■ PROBLEM REQUIREMENTS: Please show each line from the entries below that includes the word "white".

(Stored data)
- - - - -

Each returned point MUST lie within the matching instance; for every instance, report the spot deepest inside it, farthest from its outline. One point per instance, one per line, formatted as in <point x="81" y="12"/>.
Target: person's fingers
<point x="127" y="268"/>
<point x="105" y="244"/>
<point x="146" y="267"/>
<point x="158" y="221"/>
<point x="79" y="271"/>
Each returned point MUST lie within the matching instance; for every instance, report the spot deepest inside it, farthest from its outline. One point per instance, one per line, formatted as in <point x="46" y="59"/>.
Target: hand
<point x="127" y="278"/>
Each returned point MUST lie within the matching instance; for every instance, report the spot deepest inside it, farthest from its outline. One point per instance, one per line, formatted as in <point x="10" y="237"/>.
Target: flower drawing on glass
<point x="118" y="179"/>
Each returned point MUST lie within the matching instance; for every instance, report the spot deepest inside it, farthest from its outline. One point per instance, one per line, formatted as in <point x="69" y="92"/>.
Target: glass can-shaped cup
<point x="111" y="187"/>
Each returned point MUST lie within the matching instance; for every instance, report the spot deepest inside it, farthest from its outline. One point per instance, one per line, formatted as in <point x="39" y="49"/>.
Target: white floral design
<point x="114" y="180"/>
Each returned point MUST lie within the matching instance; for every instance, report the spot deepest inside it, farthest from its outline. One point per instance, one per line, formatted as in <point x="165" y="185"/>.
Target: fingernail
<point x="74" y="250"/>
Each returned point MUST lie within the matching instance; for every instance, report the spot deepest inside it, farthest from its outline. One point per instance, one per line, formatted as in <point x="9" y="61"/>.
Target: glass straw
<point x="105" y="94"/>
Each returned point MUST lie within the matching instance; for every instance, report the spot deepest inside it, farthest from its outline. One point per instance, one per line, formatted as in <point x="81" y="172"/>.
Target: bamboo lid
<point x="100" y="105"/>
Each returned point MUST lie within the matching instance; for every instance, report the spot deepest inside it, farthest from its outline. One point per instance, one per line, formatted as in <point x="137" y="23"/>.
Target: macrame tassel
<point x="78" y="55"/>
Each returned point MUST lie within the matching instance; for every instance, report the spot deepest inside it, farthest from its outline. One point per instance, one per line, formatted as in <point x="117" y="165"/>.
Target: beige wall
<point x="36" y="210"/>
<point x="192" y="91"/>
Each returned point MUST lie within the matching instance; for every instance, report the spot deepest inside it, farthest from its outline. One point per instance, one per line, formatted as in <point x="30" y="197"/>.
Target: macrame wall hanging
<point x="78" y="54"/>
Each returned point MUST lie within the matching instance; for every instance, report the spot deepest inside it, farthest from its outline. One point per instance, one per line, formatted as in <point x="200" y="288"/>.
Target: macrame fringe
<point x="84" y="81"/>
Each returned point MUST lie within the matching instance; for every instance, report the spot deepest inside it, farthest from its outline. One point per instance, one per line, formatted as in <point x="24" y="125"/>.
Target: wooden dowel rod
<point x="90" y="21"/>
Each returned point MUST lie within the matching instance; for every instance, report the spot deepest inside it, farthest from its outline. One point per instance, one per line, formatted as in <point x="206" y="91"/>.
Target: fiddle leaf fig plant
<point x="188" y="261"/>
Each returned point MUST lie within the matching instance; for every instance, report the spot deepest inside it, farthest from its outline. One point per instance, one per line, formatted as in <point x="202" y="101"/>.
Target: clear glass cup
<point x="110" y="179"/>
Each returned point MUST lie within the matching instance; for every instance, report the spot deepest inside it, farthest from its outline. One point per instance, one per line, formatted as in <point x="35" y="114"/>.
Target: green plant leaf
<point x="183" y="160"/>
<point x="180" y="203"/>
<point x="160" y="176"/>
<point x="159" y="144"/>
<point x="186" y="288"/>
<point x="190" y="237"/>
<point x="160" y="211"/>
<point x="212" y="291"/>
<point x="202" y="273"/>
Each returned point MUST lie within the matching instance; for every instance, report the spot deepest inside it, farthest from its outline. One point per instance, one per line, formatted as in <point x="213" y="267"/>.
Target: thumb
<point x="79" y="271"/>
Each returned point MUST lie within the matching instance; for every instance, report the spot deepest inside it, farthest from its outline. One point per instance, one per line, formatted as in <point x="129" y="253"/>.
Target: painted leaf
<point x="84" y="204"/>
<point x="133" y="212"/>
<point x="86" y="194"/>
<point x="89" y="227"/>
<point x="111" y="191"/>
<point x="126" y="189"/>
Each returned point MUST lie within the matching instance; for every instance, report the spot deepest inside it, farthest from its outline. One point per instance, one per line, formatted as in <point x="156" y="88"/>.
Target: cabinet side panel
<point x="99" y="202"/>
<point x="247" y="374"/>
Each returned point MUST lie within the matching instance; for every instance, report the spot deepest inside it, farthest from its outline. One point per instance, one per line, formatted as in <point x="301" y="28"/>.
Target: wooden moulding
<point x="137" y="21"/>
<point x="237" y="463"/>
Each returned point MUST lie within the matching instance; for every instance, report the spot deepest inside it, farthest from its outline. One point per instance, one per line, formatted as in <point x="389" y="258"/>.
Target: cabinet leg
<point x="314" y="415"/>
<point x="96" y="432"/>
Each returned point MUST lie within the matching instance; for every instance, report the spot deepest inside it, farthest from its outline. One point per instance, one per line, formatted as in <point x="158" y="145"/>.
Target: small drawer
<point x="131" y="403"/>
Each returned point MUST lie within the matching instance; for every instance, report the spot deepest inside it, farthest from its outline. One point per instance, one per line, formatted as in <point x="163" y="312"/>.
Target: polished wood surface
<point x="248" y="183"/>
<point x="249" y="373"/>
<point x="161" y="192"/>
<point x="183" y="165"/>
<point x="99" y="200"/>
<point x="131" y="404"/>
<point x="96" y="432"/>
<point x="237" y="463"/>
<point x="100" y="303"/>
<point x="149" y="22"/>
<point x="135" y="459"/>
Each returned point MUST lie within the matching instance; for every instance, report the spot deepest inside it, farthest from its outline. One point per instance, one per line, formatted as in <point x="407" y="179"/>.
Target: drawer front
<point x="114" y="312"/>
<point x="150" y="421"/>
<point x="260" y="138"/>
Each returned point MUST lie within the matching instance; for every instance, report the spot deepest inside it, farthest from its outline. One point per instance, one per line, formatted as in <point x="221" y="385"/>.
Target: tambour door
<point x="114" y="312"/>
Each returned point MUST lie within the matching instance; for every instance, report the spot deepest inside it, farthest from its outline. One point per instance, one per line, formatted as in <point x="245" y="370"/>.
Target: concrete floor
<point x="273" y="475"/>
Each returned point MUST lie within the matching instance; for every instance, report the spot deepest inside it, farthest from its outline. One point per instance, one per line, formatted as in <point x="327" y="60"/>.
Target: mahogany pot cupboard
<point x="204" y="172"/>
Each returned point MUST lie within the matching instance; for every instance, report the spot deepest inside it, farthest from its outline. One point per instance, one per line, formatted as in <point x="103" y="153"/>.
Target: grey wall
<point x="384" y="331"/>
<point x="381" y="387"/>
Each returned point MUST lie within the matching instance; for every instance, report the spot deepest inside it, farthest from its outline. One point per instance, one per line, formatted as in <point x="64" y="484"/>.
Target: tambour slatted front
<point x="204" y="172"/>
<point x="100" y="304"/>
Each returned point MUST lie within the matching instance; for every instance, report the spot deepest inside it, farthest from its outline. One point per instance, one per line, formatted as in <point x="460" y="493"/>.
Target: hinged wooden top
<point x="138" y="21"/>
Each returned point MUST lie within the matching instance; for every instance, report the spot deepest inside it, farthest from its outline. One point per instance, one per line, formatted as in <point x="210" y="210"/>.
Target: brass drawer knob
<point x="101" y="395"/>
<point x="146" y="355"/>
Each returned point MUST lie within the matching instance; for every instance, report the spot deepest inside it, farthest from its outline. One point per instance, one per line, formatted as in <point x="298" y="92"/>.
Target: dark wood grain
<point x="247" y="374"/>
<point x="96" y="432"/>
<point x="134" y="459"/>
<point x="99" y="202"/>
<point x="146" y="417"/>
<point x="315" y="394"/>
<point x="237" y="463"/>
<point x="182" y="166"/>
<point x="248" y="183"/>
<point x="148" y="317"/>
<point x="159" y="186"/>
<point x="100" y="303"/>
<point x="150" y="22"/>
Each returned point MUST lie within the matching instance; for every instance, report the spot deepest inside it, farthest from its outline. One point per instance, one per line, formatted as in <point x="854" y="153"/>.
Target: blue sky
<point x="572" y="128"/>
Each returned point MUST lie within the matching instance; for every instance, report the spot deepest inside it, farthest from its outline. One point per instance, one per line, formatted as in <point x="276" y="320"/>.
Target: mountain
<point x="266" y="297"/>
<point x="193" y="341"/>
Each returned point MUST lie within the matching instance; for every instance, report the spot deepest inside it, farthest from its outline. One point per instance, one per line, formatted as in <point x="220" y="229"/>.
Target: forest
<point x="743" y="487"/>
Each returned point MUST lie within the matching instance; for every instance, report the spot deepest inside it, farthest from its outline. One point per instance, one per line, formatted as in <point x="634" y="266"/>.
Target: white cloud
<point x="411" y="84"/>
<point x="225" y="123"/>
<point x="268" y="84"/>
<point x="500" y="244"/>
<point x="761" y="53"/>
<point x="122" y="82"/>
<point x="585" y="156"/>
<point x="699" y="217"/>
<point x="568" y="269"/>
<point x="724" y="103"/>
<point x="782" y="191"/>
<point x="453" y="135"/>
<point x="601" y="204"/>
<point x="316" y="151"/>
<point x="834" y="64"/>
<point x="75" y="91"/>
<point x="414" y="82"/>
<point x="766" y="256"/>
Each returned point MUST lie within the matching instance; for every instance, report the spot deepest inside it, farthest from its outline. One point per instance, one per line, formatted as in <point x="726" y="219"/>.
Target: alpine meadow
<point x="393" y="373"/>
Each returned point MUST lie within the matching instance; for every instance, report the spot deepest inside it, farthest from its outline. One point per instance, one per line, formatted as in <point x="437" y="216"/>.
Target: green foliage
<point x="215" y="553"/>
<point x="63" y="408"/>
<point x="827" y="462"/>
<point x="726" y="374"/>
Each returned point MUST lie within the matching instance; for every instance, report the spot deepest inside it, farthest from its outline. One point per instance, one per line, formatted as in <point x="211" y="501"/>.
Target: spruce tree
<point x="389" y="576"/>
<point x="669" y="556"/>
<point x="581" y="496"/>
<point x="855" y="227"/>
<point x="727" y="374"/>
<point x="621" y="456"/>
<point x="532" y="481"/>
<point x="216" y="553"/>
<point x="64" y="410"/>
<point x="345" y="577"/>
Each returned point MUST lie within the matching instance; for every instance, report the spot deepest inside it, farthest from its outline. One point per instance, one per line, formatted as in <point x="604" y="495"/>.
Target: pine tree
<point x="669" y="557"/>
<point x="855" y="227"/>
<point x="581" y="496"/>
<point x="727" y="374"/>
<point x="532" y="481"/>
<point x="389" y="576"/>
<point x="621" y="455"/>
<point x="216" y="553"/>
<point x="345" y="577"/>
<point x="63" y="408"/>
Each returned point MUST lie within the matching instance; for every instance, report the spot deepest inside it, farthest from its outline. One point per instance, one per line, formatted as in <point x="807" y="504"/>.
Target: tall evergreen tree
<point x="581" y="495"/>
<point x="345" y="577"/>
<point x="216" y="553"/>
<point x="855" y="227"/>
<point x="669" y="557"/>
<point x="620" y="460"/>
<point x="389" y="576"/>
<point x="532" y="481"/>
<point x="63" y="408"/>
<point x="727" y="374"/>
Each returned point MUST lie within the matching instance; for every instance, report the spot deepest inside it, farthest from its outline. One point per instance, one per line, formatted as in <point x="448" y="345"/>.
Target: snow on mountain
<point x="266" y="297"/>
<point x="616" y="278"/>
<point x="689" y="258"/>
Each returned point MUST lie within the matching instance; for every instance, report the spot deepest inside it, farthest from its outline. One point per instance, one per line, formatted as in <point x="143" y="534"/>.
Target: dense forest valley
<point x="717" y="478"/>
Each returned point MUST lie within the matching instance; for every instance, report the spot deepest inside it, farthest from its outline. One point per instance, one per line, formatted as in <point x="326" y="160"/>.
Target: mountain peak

- - - - -

■ TASK RESPONSE:
Target: white floral design
Target: white cloud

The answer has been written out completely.